_Material to process:_

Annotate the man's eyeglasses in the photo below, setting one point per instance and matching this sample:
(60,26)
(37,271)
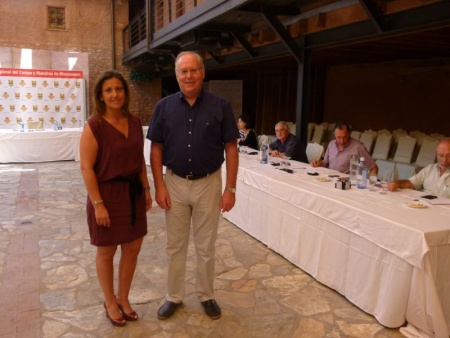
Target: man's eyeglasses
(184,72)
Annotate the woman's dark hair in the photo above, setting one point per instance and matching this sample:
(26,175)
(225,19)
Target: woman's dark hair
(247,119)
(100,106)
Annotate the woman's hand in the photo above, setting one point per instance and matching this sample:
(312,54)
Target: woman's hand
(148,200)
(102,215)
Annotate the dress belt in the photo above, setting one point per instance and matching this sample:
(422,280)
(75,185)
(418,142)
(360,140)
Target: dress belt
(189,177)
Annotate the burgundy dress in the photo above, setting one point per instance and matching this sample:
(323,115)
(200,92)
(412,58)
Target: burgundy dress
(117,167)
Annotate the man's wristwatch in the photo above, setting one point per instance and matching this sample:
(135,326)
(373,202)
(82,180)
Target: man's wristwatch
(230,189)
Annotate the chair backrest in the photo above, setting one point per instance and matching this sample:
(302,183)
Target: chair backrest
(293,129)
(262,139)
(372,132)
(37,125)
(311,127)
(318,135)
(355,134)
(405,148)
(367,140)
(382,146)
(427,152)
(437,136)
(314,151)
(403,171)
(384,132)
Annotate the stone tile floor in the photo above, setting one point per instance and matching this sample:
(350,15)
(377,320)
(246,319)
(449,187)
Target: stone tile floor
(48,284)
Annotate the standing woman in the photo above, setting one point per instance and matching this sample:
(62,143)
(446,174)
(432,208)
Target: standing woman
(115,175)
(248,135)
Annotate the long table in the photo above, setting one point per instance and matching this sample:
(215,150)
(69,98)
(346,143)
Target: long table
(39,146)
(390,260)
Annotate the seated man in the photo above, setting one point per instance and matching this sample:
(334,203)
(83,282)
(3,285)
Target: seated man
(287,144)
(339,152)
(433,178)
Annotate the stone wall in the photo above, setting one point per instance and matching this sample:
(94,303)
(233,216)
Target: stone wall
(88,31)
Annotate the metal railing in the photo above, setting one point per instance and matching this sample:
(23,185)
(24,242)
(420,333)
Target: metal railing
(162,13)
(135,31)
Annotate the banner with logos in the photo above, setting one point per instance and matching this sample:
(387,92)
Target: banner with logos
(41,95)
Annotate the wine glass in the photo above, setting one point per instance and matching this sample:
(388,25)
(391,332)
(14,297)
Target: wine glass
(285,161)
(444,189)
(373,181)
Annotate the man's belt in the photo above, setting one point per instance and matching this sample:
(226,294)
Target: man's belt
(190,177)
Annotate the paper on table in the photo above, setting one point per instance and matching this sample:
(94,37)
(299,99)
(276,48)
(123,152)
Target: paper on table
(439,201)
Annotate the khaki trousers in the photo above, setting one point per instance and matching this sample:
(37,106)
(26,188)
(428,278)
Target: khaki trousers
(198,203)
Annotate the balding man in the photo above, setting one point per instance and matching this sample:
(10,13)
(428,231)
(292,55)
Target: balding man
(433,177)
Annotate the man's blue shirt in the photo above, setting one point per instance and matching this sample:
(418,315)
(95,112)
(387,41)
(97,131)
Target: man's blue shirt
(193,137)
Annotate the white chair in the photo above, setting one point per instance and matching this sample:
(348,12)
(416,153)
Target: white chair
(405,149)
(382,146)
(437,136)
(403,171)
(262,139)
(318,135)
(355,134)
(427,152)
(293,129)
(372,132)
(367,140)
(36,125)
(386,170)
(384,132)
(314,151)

---

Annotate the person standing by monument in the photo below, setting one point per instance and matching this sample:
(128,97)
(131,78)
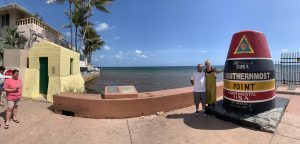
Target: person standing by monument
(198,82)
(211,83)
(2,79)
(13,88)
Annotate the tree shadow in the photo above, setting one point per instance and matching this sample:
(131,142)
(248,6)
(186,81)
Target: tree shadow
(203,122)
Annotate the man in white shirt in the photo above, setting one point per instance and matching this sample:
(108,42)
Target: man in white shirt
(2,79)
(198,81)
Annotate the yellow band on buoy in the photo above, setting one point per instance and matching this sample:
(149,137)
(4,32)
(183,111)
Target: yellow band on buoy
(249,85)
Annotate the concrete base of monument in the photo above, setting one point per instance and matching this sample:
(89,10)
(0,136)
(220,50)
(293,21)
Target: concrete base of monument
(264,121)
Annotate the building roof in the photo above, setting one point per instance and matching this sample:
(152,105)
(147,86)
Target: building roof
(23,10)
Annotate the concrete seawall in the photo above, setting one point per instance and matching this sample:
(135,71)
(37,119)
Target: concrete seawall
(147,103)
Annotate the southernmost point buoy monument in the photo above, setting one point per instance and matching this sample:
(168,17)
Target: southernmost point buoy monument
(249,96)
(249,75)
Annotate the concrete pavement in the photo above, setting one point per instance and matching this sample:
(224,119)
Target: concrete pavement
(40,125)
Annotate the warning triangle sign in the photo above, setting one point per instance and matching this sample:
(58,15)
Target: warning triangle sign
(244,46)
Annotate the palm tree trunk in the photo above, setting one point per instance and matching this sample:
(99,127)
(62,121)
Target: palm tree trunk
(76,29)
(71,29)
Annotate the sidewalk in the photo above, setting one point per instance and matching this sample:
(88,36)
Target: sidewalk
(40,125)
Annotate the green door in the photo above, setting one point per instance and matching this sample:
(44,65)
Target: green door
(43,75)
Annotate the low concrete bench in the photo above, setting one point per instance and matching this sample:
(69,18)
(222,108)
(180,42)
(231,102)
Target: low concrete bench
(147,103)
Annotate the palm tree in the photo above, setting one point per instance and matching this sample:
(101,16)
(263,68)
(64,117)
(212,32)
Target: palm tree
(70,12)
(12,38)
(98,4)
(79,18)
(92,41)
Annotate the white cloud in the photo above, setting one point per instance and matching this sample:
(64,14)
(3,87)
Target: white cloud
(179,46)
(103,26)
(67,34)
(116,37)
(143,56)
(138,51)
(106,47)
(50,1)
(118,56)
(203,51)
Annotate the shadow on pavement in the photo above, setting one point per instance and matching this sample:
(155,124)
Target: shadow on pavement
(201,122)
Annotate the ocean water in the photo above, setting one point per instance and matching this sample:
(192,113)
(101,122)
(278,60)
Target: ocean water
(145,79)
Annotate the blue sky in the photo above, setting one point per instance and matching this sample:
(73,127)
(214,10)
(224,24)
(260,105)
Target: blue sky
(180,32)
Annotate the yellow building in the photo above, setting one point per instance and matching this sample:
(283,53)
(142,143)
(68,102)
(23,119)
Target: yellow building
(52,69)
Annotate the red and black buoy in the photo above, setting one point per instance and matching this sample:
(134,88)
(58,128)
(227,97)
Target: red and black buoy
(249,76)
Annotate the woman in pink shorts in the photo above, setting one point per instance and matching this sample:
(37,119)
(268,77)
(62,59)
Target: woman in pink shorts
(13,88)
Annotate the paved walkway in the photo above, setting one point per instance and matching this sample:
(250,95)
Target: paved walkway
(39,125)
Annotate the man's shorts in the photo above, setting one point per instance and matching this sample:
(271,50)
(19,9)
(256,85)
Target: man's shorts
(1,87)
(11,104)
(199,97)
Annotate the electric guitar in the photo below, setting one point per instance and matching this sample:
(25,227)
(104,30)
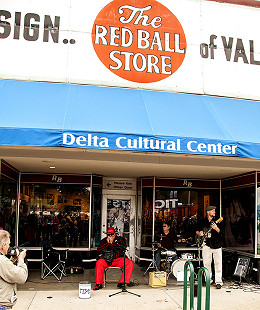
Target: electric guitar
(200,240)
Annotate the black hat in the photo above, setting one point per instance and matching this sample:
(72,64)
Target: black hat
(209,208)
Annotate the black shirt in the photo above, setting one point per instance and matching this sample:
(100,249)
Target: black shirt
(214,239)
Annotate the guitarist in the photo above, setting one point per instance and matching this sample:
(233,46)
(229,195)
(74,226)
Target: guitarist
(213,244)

_Aim:_ List every line of the entries above that contains the string "below", copying each such line in full. Matches are case-sensitive.

_Solution for this problem:_
Annotate the man's eyeglasses in the photo below, setting one point per instance and matching this sample:
Annotate the person standing by monument in the photo below, setting one point per instance and matching this sample:
Annotate the electric guitar in the photo below, setting one point per instance and matching this sample:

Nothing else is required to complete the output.